**Data for analysis**
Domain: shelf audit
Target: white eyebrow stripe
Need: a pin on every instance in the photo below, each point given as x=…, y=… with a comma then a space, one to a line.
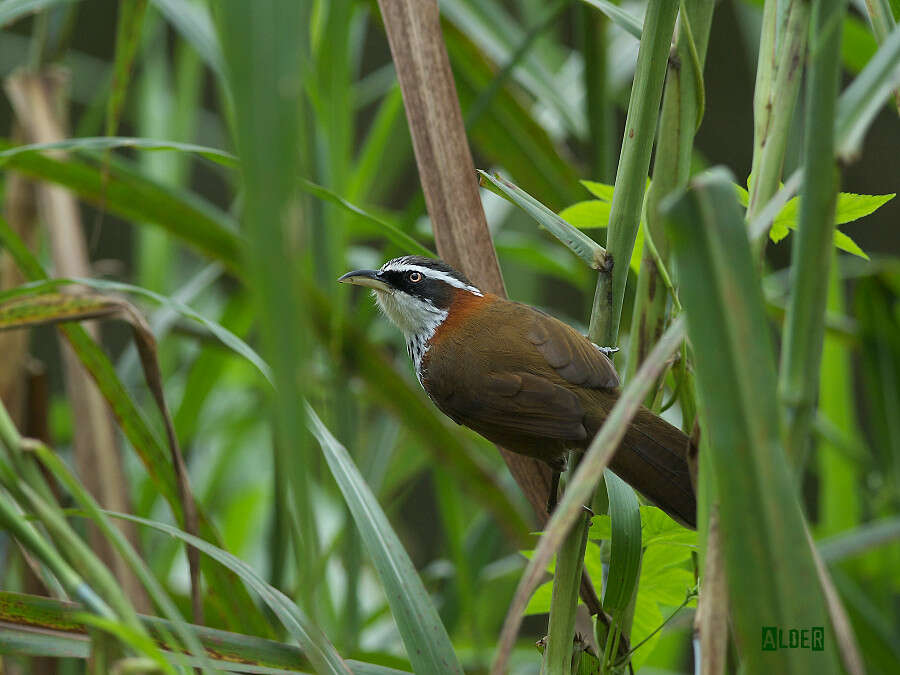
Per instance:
x=432, y=274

**Instructions for the task**
Write out again every line above exactly as given; the pictures do not belong in the copy.

**Answer section**
Domain: shelf audit
Target: white eyebrow stripe
Need: a pin on every instance in the photo below, each point given as x=…, y=… with a comma then a space, one to a line.
Per instance:
x=432, y=274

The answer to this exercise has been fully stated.